Exercise directions: Return the material word for word. Do not include the pictures.

Image object location entries:
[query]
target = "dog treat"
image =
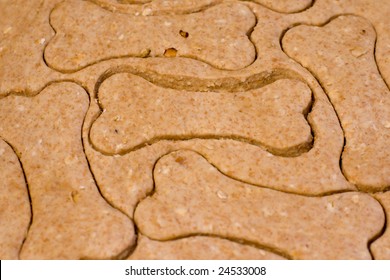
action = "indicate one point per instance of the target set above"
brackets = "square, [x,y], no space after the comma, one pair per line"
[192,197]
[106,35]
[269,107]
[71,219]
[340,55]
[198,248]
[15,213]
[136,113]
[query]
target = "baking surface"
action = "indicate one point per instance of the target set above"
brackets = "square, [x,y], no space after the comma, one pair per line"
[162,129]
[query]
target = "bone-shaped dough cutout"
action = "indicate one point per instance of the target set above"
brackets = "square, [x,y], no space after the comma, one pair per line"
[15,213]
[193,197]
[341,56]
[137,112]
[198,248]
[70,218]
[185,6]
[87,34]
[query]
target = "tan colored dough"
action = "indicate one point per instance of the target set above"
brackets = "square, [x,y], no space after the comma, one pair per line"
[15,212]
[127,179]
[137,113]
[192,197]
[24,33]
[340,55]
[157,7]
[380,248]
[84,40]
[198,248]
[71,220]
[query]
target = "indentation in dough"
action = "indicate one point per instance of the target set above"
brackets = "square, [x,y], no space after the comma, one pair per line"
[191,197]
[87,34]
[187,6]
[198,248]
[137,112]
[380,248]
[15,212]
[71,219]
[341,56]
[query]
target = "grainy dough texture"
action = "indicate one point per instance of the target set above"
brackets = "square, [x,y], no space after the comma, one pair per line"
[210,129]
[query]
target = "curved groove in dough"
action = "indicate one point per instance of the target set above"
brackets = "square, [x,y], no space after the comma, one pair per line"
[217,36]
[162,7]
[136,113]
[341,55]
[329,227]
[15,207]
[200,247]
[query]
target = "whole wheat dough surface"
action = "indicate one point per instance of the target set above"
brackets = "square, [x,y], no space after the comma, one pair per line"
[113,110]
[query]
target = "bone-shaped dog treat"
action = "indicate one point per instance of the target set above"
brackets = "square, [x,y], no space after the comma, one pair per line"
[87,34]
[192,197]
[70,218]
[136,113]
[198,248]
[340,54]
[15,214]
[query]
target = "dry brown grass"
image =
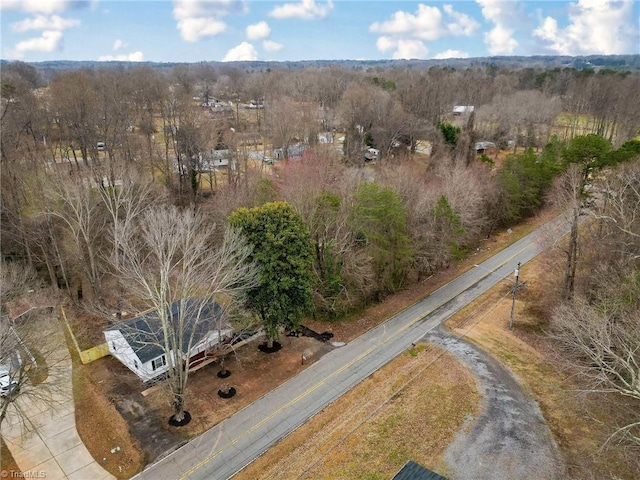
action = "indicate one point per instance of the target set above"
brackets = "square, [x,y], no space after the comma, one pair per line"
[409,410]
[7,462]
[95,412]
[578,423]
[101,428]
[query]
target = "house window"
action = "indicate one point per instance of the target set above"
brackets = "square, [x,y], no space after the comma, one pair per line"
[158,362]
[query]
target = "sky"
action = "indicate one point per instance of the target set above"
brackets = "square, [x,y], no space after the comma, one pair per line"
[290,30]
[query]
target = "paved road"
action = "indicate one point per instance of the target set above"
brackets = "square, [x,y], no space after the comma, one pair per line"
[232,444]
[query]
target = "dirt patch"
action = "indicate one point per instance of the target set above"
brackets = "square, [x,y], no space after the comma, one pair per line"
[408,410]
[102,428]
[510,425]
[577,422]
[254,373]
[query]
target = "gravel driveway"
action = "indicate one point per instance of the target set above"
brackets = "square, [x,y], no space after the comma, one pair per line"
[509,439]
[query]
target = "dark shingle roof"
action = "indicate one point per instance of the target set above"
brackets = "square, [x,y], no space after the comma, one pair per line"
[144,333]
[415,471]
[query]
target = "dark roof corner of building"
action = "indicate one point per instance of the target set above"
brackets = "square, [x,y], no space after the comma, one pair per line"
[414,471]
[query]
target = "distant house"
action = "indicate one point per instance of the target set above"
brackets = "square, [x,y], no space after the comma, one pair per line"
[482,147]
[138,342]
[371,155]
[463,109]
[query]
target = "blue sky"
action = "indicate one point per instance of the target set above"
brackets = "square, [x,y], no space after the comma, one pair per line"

Correct response:
[query]
target = "dog treat"
image =
action = "indicate one point per instance of the target set above"
brackets = "square, [x,y], no space after the comma, one pair per line"
[192,197]
[106,35]
[269,107]
[71,219]
[340,55]
[198,248]
[15,213]
[136,113]
[query]
target = "baking surface"
action = "indicate one point per instance of the target set above"
brackets = "square, [x,y], no space after the comma, one pair per line"
[162,129]
[query]
target = "bone-shaped dough cutout"
action = "indicate one point per instance of the target set above"
brackets = "square, [x,y], no space after the comma, one pair per line"
[15,213]
[193,197]
[341,56]
[137,112]
[198,248]
[70,218]
[185,6]
[87,34]
[query]
target = "tan colored dough"
action = "indicate one point per instance of the target set above"
brackets = "square, [x,y], no space after the comma, one pair per line"
[15,212]
[127,179]
[137,113]
[192,197]
[24,33]
[340,55]
[157,7]
[380,248]
[84,40]
[198,248]
[71,220]
[query]
target = "indentation in dough"
action = "indicate one point per instance of the target set above"
brackets = "square, [x,y], no space after the comma, one pair per line"
[191,197]
[87,34]
[187,6]
[198,248]
[137,112]
[380,248]
[15,212]
[71,219]
[341,56]
[query]
target = "grainy dough texture"
action = "indicate one point per instance of the target set above"
brackets = "square, [x,y], no space after the comma, one pair per line"
[210,129]
[query]
target = "curved groove in dough"
action = "indicate one point per instance of the target set above"
brackets = "square, [x,y], no space after the comma, one pair per line"
[217,36]
[162,7]
[136,113]
[341,55]
[329,227]
[15,207]
[200,247]
[query]
target = "whole wheat dough surface"
action = "indicate one point per instance of the target set above"
brackets = "square, [x,y], no space after the comma, one pair per line"
[113,110]
[query]
target = "bone-shaped dog treat"
action = "indicate one point per instance of the target set above"
brackets = "square, [x,y], no space after the comma, one pair per line"
[87,34]
[192,197]
[70,218]
[136,113]
[198,248]
[340,54]
[15,214]
[query]
target = "dry brown grass"
image =
action = "indicate one point per instance of the target set above"
brackets = "square, [x,y], no space after the comma, one pair per line"
[409,410]
[7,462]
[95,412]
[578,423]
[101,428]
[query]
target = "house window"
action = "indicate one point per instance of the target set above"
brackets = "square, [x,y], no space after the comma, one pair per line"
[158,362]
[query]
target = "sky"
action = "indicate one point per instance of the target set above"
brackets = "square, [x,y], no space after the comma, one pair per line"
[290,30]
[query]
target = "paved road"
action = "indicate one point per instance of the target set above"
brackets = "square, [x,y], no space after the comma, one pair per line"
[232,444]
[query]
target = "dirt patch"
action = "indicate one point per instance of the target set above"
brackets = "square, [x,y], no space after the comma, one pair per line"
[408,410]
[102,428]
[510,425]
[577,422]
[254,373]
[query]
target = "gravel driveway"
action = "indicate one point per instance of the target set above"
brackets = "square, [x,y], no space after the comma, one pair per line"
[509,439]
[query]
target = "dark shingle roof"
action = "indicate one point per instance of the target set above"
brackets = "square, [x,y], no space after the comma, one pair per line"
[144,333]
[415,471]
[query]
target = "dark roof corner of building"
action = "indicate one point per instance of the target set above"
brackets = "square, [x,y], no space after the comma, one pair per line"
[414,471]
[query]
target = "distant house"
action = "indicate one point per instance of the target set above"
brackets = "square, [x,y], no space after the comma, one pair per line"
[482,147]
[138,342]
[371,155]
[463,109]
[query]
target = "blue sky"
action = "indicate one point per instance of the target set above"
brackets = "square, [x,y], no space after the comma, one pair per line"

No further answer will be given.